| EXERCISE DETAILS |
Could you copy the items from the line containing "Batch job spec — class: pile" through the line containing "0, 0, 322, 380", switching "pile of tomatoes" to "heap of tomatoes" and leaving everything else as is?

^^^^^^^^

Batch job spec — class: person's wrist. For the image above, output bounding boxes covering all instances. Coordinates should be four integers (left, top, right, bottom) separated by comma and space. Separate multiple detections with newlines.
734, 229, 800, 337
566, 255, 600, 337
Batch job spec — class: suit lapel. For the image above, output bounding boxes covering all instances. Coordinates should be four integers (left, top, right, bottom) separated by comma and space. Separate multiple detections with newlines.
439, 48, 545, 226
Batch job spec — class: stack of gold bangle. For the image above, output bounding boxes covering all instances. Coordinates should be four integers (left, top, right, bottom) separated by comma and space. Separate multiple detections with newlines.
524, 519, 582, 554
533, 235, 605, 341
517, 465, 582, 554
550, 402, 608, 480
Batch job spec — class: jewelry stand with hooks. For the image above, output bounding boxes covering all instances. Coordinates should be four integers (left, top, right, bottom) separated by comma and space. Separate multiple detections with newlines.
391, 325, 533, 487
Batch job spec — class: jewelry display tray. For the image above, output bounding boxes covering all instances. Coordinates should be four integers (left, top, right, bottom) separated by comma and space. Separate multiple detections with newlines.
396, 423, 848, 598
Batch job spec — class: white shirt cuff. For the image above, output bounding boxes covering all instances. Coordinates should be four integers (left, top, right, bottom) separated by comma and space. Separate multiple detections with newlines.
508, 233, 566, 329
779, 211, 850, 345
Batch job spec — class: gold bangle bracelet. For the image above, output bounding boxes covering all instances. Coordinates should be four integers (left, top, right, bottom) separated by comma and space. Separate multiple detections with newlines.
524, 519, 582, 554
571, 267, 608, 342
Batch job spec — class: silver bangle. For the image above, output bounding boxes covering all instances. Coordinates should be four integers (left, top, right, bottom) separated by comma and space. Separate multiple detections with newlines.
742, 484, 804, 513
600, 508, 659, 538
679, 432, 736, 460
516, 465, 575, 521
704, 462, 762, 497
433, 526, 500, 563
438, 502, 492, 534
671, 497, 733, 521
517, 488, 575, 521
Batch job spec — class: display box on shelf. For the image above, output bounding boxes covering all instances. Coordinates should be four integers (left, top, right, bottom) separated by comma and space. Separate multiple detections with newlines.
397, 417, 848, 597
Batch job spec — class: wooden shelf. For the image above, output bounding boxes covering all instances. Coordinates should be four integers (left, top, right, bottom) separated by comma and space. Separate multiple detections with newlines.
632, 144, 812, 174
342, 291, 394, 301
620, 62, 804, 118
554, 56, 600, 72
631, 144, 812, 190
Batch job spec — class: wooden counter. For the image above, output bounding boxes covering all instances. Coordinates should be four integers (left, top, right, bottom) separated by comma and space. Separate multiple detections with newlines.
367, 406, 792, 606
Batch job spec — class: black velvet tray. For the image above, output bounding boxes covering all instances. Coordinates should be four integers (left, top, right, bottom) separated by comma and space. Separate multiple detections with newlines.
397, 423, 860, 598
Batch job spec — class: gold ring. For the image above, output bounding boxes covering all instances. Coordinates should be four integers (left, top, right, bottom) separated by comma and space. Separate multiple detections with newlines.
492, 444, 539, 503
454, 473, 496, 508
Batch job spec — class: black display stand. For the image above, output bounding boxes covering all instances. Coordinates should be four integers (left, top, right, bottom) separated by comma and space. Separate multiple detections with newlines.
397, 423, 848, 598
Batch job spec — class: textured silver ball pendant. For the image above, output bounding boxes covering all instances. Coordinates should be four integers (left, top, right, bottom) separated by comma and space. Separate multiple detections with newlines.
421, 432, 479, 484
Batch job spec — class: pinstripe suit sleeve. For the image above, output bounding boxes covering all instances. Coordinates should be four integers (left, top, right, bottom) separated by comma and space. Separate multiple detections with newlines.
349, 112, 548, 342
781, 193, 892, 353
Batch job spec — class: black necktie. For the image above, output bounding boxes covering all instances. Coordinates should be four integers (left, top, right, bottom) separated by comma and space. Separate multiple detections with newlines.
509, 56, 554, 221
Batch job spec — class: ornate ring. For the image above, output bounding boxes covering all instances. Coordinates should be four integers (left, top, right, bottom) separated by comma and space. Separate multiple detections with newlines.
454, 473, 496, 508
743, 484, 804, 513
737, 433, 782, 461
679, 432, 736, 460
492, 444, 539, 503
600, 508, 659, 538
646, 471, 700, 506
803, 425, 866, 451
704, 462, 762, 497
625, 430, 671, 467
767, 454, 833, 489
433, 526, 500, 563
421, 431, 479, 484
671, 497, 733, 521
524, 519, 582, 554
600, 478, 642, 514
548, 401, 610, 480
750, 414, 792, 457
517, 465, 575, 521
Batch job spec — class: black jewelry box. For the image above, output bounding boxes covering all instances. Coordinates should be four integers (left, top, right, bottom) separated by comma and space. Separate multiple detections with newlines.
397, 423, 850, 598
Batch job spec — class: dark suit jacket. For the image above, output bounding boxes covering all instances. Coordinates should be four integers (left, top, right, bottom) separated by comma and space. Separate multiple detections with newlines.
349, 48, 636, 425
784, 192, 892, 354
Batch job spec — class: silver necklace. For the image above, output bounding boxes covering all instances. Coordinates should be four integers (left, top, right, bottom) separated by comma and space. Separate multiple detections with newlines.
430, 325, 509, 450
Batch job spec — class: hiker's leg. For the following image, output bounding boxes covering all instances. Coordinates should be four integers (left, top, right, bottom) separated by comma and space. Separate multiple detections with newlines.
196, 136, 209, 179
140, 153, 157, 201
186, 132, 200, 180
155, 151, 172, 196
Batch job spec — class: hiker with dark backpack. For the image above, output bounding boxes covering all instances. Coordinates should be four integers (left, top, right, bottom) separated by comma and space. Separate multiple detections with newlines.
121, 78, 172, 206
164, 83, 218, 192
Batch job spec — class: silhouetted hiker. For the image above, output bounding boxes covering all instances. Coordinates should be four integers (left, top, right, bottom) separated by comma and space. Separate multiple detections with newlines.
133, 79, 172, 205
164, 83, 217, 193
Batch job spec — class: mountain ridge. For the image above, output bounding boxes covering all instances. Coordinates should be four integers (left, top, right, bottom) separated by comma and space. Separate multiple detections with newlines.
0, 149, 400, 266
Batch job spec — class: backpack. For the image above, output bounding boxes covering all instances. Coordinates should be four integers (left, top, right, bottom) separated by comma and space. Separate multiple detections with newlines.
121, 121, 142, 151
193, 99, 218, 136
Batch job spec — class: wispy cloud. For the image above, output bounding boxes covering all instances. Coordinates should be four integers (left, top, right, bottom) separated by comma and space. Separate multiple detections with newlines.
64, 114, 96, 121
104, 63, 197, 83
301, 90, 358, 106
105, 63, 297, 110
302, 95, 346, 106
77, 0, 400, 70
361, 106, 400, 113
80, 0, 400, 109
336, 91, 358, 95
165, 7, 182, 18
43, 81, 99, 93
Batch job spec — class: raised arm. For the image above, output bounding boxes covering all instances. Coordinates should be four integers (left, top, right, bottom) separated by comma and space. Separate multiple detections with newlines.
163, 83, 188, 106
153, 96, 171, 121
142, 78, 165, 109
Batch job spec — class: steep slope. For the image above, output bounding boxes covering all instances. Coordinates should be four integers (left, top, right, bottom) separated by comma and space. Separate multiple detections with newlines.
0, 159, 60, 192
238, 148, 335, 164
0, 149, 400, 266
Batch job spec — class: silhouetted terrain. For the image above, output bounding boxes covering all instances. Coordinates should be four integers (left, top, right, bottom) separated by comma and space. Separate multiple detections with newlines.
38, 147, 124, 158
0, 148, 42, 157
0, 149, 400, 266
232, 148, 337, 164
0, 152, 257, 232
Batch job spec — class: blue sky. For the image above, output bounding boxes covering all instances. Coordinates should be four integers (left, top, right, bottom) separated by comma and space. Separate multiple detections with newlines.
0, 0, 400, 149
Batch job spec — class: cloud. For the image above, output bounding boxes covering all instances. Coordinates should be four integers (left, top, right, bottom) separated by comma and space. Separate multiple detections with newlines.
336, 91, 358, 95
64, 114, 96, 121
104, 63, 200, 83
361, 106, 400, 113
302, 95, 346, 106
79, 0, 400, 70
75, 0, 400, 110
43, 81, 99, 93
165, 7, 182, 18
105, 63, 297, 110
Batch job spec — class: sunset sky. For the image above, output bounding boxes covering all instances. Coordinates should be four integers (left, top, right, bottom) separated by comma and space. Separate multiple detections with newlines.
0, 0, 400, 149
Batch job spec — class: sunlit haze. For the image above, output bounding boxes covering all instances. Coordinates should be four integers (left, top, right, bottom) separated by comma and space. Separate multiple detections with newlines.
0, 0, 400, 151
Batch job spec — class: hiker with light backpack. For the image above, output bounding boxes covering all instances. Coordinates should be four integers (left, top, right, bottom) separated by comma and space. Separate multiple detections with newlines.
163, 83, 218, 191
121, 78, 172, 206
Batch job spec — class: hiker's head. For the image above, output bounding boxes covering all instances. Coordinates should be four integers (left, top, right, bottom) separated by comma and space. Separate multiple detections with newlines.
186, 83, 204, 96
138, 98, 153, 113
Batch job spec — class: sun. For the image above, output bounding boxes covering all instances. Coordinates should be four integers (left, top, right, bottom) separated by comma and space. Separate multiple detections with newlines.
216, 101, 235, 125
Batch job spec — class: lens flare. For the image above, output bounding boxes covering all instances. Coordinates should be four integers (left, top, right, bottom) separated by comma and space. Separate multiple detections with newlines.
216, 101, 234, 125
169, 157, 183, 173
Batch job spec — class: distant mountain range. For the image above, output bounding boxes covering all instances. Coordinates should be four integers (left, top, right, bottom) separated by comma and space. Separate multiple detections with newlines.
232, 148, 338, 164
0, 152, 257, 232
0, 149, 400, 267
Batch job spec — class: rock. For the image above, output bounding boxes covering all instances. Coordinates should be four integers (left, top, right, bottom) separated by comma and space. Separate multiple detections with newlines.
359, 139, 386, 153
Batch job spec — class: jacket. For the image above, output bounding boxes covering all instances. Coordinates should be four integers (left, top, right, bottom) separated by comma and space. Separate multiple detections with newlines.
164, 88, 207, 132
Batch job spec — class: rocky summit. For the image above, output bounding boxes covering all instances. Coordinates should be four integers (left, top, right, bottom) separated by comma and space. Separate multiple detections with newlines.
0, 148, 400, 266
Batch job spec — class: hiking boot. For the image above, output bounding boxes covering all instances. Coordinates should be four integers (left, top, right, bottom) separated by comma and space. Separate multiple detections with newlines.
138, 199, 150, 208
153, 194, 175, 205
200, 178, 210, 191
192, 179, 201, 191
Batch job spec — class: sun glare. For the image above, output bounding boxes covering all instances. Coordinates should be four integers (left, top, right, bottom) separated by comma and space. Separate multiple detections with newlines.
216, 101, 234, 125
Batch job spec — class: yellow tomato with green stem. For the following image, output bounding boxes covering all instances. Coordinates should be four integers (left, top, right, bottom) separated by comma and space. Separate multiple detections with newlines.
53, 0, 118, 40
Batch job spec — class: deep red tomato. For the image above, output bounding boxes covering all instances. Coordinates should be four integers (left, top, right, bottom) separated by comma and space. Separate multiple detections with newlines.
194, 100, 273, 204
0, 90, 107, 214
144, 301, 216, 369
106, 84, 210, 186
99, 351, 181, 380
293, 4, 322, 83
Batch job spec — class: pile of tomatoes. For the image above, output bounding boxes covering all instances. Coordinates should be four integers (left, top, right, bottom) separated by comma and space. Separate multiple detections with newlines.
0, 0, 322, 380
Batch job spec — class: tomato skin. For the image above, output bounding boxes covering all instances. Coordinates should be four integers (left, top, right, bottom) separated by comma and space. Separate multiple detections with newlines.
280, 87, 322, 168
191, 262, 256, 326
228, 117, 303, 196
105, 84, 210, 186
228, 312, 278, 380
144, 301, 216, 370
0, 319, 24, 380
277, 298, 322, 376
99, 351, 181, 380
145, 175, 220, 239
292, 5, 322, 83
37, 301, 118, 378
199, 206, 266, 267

^^^^^^^^

| EXERCISE RESPONSE |
Batch job spec — class: heap of tomatoes. For the image above, output bounding boxes covering all instances. Coordinates should be four integers (left, top, right, bottom) separated by comma and space. Separate multiple detections with newlines.
0, 0, 322, 380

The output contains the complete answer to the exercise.